### USING THE INFORMATION
[a] Could you reproduce, word for word, the part of the McDonald's app usability case study starting at "Brand recognition gets" and ending at "tasks. One goal."?
[b] Can you pick up the McDonald's app usability case study after its final sentence and keep writing it?

Top of EXCERPT TO READ

Case Study 02 UX Research / Usability Testing

McDonald's — where the app breaks.

A remote usability study on the McDonald's mobile ordering app. Eight participants, three task scenarios, one clear conclusion: brand recognition only gets you to the download. The interface has to do the rest.

Role
UX Researcher
Test Facilitator
Team
Team of 4
UX researchers
Method
Remote moderated
usability testing
Year
November 2023
01 / Overview

Brand recognition gets the download. The app has to keep you.

The Project

McDonald's is one of the most recognisable brands in fast food. But recognition alone doesn't survive a competitive market. As the mobile app is the primary ordering surface for many customers, we wanted to know whether it was actually carrying its weight.

We ran a preliminary heuristic evaluation that surfaced potential issues, then designed and conducted a structured usability study to test those issues with real users. The output was a prioritised set of recommendations the team could act on.

02 / Study Design

Eight users. Three tasks. One goal.

Participants

We recruited eight participants in their early to mid twenties. Half were existing McDonald's app users, half had never used it before. All had some experience buying fast food. Participants were asked to download the app prior to the session but received no preview of what the test would involve.

8users
Participants tested
4 / 4
New vs existing split
3tasks
Scenarios per session
100%
Remote via Zoom
Method

Sessions were run remotely over Zoom, with participants screen-sharing their phones while the team observed and took notes. Each recording was reviewed afterward to code observations consistently across sessions.

Bottom of EXCERPT TO READ
Top of DATA EXTRACT

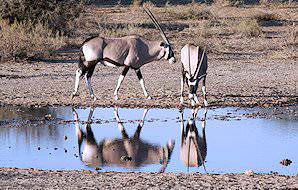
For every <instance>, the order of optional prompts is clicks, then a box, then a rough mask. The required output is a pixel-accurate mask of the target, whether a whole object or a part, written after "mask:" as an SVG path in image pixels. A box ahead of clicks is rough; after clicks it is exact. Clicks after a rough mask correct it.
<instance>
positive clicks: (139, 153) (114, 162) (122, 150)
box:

Bottom of DATA EXTRACT

### ANSWERS BY ITEM NUMBER
[a]
Brand recognition gets the download. The app has to keep you.

The Project

McDonald's is one of the most recognisable brands in fast food. But recognition alone doesn't survive a competitive market. As the mobile app is the primary ordering surface for many customers, we wanted to know whether it was actually carrying its weight.

We ran a preliminary heuristic evaluation that surfaced potential issues, then designed and conducted a structured usability study to test those issues with real users. The output was a prioritised set of recommendations the team could act on.

02 / Study Design

Eight users. Three tasks. One goal.

[b]
Participants worked through three task scenarios, each chosen to surface a different kind of friction:

Task 01
Add fries to favourites, then locate them.
Steps Required
  • Open the app
  • Login or sign up
  • Find the product
  • Add to favourites
  • Locate the favourites page
Task 02
Order a Happy Meal Hamburger for pickup.
Steps Required
  • Open the app
  • Login or sign up
  • Find the product
  • Customise the order
  • Add to cart and order
Task 03
Place a delivery order for a Big Mac extra value meal.
Steps Required
  • Open the app
  • Login or sign up
  • Find the product
  • Convert to extra value meal
  • Add to cart and order
03 / Top-Level Findings

The numbers told a clear story.

What the data showed

Across all eight participants and three tasks, certain issues showed up again and again. We coded each issue, counted instances, and surfaced the most frequent ones for the team to prioritise.

Issue
What we observed
Frequency
Finding favourites
Users struggled to find the favourites page. Most found its placement in the "Recent Orders" section confusing.
7/ 8
Search bar dead-end
One user attempted to find favourites through the search bar, but the search didn't surface the page.
2/ 8
Overall satisfaction
Despite the friction points, most participants reported satisfaction with the app overall.
7/ 8
04 / Task Findings

Each task surfaced its own friction.

Per-task analysis

Below is a breakdown of the key issues that emerged in each task, paired with the design improvements we'd recommend.

Task 01 / Favourites

Most users couldn't find the favourites page.

What we observed
  • The favourites page was hidden inside "Recent Orders," which most users found confusing.
  • All four new users failed to discover the feature without help. Only one existing user found it unaided.
Areas of improvement
  • Reposition the favourites page so it lives at a top-level tab.
  • Add multiple discoverable pathways so users aren't dependent on one entry point.
Task 02 / Happy Meal

Product labelling caused real confusion.

What we observed
  • Several users struggled to find the Happy Meal Hamburger in the menu hierarchy.
  • One user tried to convert a standard hamburger into a Happy Meal item and couldn't.
Areas of improvement
  • Improve product labelling so kids' meals are clearly distinguished from the main menu.
  • Allow standard items to be configured into Happy Meals where applicable.
Task 03 / Big Mac Extra Value Meal

Users couldn't tell the meal from the sandwich.

What we observed
  • All users were frustrated that "Big Mac Extra Value Meal" was labelled simply as "Big Mac" in the menu.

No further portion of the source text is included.